- What to work on
Rewrite the climbing nutrition notes, everything from "Hydration Is Half" down to "meals every time.", putting "finger strength" in place of "grip strength".

*** Extracted text Section Begins ***

Morning of the Climb

  • Wake up 2 hours before the approach starts
  • Oatmeal with banana, nut butter, and honey — roughly 600 calories
  • 16oz water with electrolytes
  • Small coffee — enough for alertness, not enough for anxiety

On the Wall

  • Every 2 hours: 200-300 calorie snack (dates, nut butter packets, rice cakes)
  • Every pitch: 4-6 sips of water with electrolyte mix
  • Lunch at a good ledge: Tortilla wraps with cheese and jerky, dried fruit
  • Emergency stash: Gel packets for when energy crashes unexpectedly

Hydration Is Half the Battle

Dehydration impairs grip strength before you feel thirsty. On hot days in Yosemite, I plan for 500ml per hour minimum. That is a lot of water to carry, but the alternative — bonking on pitch 20 with 12 pitches to go — is not an option.

The wall does not care if you forgot to eat. It will collect on that debt with interest.

What I Have Learned

The biggest lesson: eat before you are hungry, drink before you are thirsty. By the time your body sends those signals on a big wall, you are already behind. Consistent small inputs beat reactive large meals every time.

And honestly, food tastes better 2,000 feet up. That is just science.

*** Extracted text Section Ends ***
*** Data extract Section Begins ***

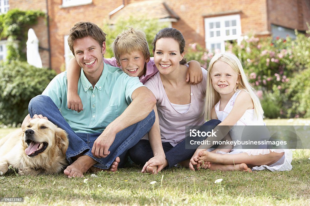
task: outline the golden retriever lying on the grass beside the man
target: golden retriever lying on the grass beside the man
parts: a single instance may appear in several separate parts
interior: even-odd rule
[[[67,133],[49,120],[36,118],[21,131],[13,132],[0,141],[0,173],[8,167],[20,175],[54,174],[68,165]]]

*** Data extract Section Ends ***

- The completed task
Hydration Is Half the Battle

Dehydration impairs finger strength before you feel thirsty. On hot days in Yosemite, I plan for 500ml per hour minimum. That is a lot of water to carry, but the alternative — bonking on pitch 20 with 12 pitches to go — is not an option.

The wall does not care if you forgot to eat. It will collect on that debt with interest.

What I Have Learned

The biggest lesson: eat before you are hungry, drink before you are thirsty. By the time your body sends those signals on a big wall, you are already behind. Consistent small inputs beat reactive large meals every time.